### Provided text:

○ ○ ○ ○ ○

Defense of Medicare info?

brad.hatch brad.hatch at mciworld.com
Tue Nov 21 14:43:30 PST 2000


If you find any good resources send them along. I'm always getting into arguments with libertarians about this subject.

"B. Deutsch" wrote:


> Could anyone suggest any articles (preferably available via the web) defending
> Medicare from its libertarian critics; in particular, claims about a
> cohort-based system? I'm debating someone on another forum, and although I'm
> pretty well able to argue about Social Security (which has been our main topic
> of discussion), I'm not that familiar with Medicare.
>
> To give you an idea of what I'm looking for, following my signature is a
> sample of the argument from a person I'm talking to.

○ ○ ○ ○ ○

### Your objective:
Rewrite the Medicare post between "If you find" and "familiar with Medicare.", inclusive, changing "forum" to "message board".

○ ○ ○ ○ ○

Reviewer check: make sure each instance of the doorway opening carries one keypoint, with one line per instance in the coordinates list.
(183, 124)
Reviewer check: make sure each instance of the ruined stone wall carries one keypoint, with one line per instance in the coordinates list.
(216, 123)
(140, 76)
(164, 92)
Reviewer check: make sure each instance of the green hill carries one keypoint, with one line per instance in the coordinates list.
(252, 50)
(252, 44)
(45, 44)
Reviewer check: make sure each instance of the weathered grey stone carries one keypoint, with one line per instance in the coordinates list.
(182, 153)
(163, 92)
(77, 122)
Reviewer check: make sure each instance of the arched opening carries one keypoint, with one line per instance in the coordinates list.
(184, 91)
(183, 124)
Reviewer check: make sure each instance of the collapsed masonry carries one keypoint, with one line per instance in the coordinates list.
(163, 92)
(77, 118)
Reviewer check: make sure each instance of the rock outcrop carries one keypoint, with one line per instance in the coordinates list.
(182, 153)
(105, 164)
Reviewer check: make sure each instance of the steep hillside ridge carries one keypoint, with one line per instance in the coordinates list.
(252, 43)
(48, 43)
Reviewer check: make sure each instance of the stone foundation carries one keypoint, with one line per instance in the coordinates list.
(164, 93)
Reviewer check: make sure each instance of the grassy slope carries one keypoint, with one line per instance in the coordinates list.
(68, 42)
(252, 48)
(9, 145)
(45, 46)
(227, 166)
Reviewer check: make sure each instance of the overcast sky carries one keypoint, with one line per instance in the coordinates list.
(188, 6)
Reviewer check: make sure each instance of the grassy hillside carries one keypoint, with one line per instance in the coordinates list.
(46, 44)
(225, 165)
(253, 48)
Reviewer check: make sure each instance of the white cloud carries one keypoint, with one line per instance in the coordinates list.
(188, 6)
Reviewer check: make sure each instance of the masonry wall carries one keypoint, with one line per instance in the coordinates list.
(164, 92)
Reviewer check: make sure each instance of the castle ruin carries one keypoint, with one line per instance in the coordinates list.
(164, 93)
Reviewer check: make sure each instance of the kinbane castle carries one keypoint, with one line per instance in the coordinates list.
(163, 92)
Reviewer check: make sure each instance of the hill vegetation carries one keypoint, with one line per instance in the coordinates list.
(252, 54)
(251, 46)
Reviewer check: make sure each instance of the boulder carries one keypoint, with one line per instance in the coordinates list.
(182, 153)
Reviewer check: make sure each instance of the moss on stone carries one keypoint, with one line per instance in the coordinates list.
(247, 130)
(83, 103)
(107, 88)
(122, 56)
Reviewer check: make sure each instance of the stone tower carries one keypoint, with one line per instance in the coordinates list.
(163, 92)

○ ○ ○ ○ ○

### Result:
If you find any good resources send them along. I'm always getting into arguments with libertarians about this subject.

"B. Deutsch" wrote:


> Could anyone suggest any articles (preferably available via the web) defending
> Medicare from its libertarian critics; in particular, claims about a
> cohort-based system? I'm debating someone on another message board, and although I'm
> pretty well able to argue about Social Security (which has been our main topic
> of discussion), I'm not that familiar with Medicare.